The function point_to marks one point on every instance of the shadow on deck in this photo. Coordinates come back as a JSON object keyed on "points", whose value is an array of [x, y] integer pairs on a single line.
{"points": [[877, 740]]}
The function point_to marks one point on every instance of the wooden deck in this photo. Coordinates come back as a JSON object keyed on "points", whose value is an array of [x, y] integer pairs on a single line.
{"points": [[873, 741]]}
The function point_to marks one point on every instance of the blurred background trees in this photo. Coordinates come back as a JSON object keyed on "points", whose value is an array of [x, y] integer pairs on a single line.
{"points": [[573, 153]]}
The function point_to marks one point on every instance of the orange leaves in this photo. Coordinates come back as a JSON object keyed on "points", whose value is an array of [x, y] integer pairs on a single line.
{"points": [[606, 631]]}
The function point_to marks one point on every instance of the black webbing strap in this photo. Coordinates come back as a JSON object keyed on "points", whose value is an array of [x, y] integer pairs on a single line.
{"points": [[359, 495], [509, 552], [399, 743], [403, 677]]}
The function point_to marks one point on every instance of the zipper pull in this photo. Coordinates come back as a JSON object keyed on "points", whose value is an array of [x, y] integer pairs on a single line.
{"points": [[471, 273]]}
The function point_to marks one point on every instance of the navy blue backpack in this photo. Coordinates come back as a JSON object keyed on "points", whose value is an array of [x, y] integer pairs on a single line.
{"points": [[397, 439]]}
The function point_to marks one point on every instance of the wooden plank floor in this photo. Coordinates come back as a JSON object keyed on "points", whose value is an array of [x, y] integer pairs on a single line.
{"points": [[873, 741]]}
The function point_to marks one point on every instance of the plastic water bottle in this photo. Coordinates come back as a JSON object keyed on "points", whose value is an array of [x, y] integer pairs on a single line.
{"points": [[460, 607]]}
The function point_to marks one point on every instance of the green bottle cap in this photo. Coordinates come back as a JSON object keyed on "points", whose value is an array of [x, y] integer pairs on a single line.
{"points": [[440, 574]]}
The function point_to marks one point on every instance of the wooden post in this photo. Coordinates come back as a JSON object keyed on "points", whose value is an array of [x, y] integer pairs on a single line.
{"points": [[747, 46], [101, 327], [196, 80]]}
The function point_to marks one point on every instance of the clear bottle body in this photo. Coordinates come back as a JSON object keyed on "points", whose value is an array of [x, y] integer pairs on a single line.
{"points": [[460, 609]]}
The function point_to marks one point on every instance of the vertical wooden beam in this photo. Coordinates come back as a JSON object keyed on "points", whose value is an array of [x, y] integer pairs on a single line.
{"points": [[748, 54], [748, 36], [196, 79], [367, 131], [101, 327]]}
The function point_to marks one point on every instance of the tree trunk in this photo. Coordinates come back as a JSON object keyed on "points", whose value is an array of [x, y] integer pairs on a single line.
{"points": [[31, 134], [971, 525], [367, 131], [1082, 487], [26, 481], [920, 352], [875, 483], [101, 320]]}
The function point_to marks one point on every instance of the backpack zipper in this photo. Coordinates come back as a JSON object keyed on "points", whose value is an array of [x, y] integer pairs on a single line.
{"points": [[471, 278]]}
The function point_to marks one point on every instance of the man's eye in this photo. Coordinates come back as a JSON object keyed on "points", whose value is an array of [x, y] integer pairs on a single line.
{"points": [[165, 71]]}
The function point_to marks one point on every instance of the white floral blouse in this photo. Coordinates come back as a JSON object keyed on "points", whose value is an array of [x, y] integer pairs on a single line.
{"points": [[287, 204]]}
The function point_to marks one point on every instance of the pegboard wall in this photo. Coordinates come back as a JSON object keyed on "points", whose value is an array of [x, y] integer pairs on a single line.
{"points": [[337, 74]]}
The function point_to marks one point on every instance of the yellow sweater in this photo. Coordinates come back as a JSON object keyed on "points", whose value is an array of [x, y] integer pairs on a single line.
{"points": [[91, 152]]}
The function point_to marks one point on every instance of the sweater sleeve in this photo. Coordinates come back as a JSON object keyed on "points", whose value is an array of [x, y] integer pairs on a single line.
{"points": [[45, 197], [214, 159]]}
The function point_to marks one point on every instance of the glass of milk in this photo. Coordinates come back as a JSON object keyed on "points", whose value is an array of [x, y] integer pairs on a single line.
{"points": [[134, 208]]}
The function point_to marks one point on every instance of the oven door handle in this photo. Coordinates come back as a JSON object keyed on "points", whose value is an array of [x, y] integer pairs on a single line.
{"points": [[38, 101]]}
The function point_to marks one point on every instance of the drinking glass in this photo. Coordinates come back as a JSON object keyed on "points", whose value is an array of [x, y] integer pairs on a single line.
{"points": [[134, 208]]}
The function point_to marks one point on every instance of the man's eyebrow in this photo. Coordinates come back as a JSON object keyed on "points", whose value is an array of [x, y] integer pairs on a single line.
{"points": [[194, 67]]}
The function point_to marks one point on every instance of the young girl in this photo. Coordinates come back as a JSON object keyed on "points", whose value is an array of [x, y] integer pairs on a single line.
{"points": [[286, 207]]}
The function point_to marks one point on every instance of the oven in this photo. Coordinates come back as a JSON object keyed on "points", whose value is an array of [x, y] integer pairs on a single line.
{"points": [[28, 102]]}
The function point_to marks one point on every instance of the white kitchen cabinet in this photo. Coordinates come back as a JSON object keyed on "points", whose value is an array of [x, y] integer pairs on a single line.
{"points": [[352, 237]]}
........
Return each entry from the material above exactly as it appears.

§ Written answer:
The function point_to marks one point on every instance of the shadow on deck in this photo. Coordinates come back as a JSON object keyed on "points", whose value is an array of [x, y] integer pairs on a single line.
{"points": [[877, 740]]}
The function point_to marks one point on every instance of the wooden deck in this photo. Coordinates come back as a JSON object keyed on "points", whose value is an array of [x, y] integer pairs on a single line.
{"points": [[873, 741]]}
The function point_to marks one point on every instance of the blurred background trees in this photo. Coordinates come back as a JSON object keyed on "points", whose value is an array of [x, y] integer pairs on a single line.
{"points": [[573, 153]]}
The function point_to marks one point on every instance of the orange leaves in this photo. Coordinates come back as a JSON object keyed on "points", whose value is an array of [x, y] integer pairs on a single line.
{"points": [[606, 631]]}
The function point_to marks one point on every instance of the black webbing strap in this photo. Coordinates come back as a JSON object keyed on "points", whose value is an array of [x, y] integer pairs on a single line.
{"points": [[359, 495], [509, 552], [399, 743], [403, 677]]}
The function point_to marks one point on every instance of the zipper pull in this photo. Coordinates come back as a JSON object keyed on "points", whose value is an array of [x, y] integer pairs on a single line.
{"points": [[471, 273]]}
The function point_to marks one point on every instance of the navy blue backpack in this photo. Coordinates come back as a JSON object keyed on "points", whose value is an array of [x, y] integer pairs on a single line.
{"points": [[397, 439]]}
The function point_to marks one point on every instance of the wooden plank floor in this photo. Coordinates come back as a JSON object keyed on "points", whose value is an array of [x, y] integer pairs on a single line.
{"points": [[873, 741]]}
The function point_to marks one point on every instance of the plastic water bottle in this photo. Coordinates come back as a JSON object keyed on "points", whose value is an array of [x, y] integer pairs on a single line.
{"points": [[460, 607]]}
The function point_to marks one point on every instance of the green bottle cap in this photo. Coordinates come back as a JSON object keyed on "points", whose value is an array of [x, y] integer pairs on a single line.
{"points": [[440, 574]]}
The function point_to marks one point on every instance of the wooden post in this photo. Coordinates come back as a JSON object keyed on "points", whose value is an array of [x, y] integer pairs on a single line.
{"points": [[747, 46], [101, 327], [196, 80]]}
The function point_to marks one point on every instance of the clear bottle body in this photo. Coordinates come back as a JSON object keyed on "points", whose value is an array of [x, y] integer pairs on a single line.
{"points": [[460, 609]]}
The function point_to marks one point on every instance of the vertical wooden beam in this photo. Coordinates come back as a JSON object keyed on "points", whose value is an array of [x, y] integer pairs on a single line.
{"points": [[748, 54], [748, 36], [196, 79], [367, 131], [101, 327]]}
The function point_to marks one point on every instance of the tree trunk in this photo. Coordinates come back as a JSON object keyed on "points", whose value is an array of [x, y] integer pairs on a single line.
{"points": [[31, 134], [971, 525], [367, 131], [1082, 487], [26, 481], [920, 352], [875, 483], [101, 320]]}
The function point_to marks one point on every instance of the backpack zipper in this photo. Coordinates come back as a JSON object keyed on "points", whose value is an array of [x, y] integer pairs on a single line.
{"points": [[471, 278]]}
The function point_to marks one point on every instance of the man's eye in this photo. Coordinates come back as a JSON object keyed on "points", whose value is an array of [x, y] integer pairs on a single line.
{"points": [[165, 71]]}
The function point_to marks one point on every instance of the white floral blouse in this photo. Coordinates come back as a JSON object keyed on "points", whose value is an array of [x, y] integer pairs on a single line.
{"points": [[287, 204]]}
The function point_to marks one point on every instance of the pegboard wall in this photo. Coordinates come back as a JSON object keyed on "points", whose value is an array of [x, y] integer pairs on a single line.
{"points": [[337, 74]]}
The function point_to marks one point on every instance of the yellow sweater in this photo. Coordinates come back as a JSON object keyed on "points", whose value is an array of [x, y] integer pairs on a single line.
{"points": [[91, 152]]}
The function point_to marks one point on every instance of the sweater sleeve in this photo. Coordinates come back as a JSON object keyed on "points", whose value is an array of [x, y] integer pairs on a single line.
{"points": [[45, 197], [214, 159]]}
The function point_to marks one point on every instance of the glass of milk in this photo. Coordinates come back as a JSON object keyed on "points", whose value is an array of [x, y] integer pairs on a single line.
{"points": [[134, 208]]}
The function point_to marks one point on every instance of the oven door handle in this photo. Coordinates come back as a JSON object keyed on "points", whose value is an array of [x, y] integer pairs on a single line.
{"points": [[38, 101]]}
The function point_to marks one point on every instance of the drinking glass in this photo. Coordinates come back as a JSON object keyed on "points", whose value is an array of [x, y] integer pairs on a single line.
{"points": [[134, 208]]}
The function point_to marks one point on every instance of the man's eyebrow in this photo. Coordinates come back as a JSON object keyed on "points", whose value is an array of [x, y] integer pairs on a single line.
{"points": [[194, 67]]}
The function point_to marks one point on every instance of the young girl in this photo. Coordinates come back as a JSON object keyed on "points", whose value is an array of [x, y] integer pairs on a single line.
{"points": [[286, 207]]}
The function point_to marks one point on every instance of the oven in this photo. Coordinates come back as a JSON object keyed on "points", whose value is an array of [x, y] integer pairs on a single line.
{"points": [[28, 102]]}
The function point_to marks one point on every instance of the white kitchen cabinet in this photo. Coordinates come back as a JSON object keyed on "points", whose value is an array of [x, y] integer pairs on a single line.
{"points": [[352, 237]]}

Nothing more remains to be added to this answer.